START Provided text

Disaster Recovery — Owl Gateway¶
Procedures for recovering the production Owl gateway (DEC700, Urbandale, Iowa) from partial or total failure.
Last tested: Not yet drilled — schedule first drill by 2026-03-15.
Severity Levels¶
| Level | Symptoms | Response |
|---|---|---|
| S1 — Service degraded | Slow DNS, partial packet loss, monitoring alerts | Diagnose remotely, restart services |
| S2 — Remote access lost | ZeroTier down, SSH timeout | WAN SSH fallback, API checks |
| S3 — Gateway unresponsive | No SSH (ZeroTier or WAN), no web UI, LAN clients offline | Physical console at Iowa site |
| S4 — Hardware failure | S3 + physical console unresponsive, POST failure, power loss | Replace hardware, restore config |
Impact Assessment¶
When Owl goes down, the following are affected:
| Dependent | Impact |
|---|---|
| Owl LAN clients (10.7.0.0/16) | No internet, no DHCP, no DNS |
| 28 static DHCP devices | APs, switches, Home Assistant, etc. |
| Triton (10.7.1.20, RPi 5) | Docker host loses connectivity |
| pdns-dhcp-watcher | New DHCP leases stop registering in PowerDNS |
| ZeroTier overlay | Other nodes lose path to Owl LAN |
| Monitoring (SNMP + node_exporter) | Prometheus on Dumbo loses Owl metrics |
| Remote syslog | Owl log stream stops |
| HE IPv6 tunnel | IPv6 for Owl LAN lost |
| Site-to-site | Iowa isolated from Colorado (Blue) and cloud |
Not affected: Cloud instances (pluto, dumbo, bogart, mickey, rocky), Blue gateway, PowerDNS — all operate independently.
S1 — Service Degraded¶
1. Connect and assess¶
2. Check service health¶
# On Owl:
configctl zerotier status
configctl firmware status
pfctl -s info | head -5
dig @127.0.0.1 google.com
ping -c 3 8.8.8.8
3. Restart specific services¶
# DNS (Unbound)
configctl dns restart
# ZeroTier
configctl zerotier restart
# DHCP (Kea)
configctl kea restart
# Suricata IDS
configctl ids restart
# Full service reload (non-disruptive)
configctl service reload all
4. Check recent config changes¶
If drift is detected, review and either accept or restore via Ansible:
S2 — Remote Access Lost¶
ZeroTier is down or SSH is timing out on the overlay.
1. Try WAN SSH¶
If WAN SSH works, fix ZeroTier:
2. Try API connectivity¶
3. Deploy via WAN¶
The --wan flag overrides both ansible_host (API) and opn_ssh_host (SSH play) to use 46.110.77.34.

END Provided text
START Records supplied

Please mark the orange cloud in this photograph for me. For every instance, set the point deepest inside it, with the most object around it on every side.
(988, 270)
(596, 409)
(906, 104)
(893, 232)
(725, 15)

END Records supplied

Problems and tasks:
• A. From the Owl gateway disaster recovery page, copy out everything from "Disaster Recovery —" down to "drill by 2026-03-15.".
• B. Translate this sentence from the Owl gateway disaster recovery page into Spanish: "ZeroTier is down or SSH is timing out on the overlay."

Activity answers:
• A.
Disaster Recovery — Owl Gateway¶
Procedures for recovering the production Owl gateway (DEC700, Urbandale, Iowa) from partial or total failure.
Last tested: Not yet drilled — schedule first drill by 2026-03-15.

• B. ZeroTier está caído o la conexión SSH está agotando el tiempo de espera en la red superpuesta.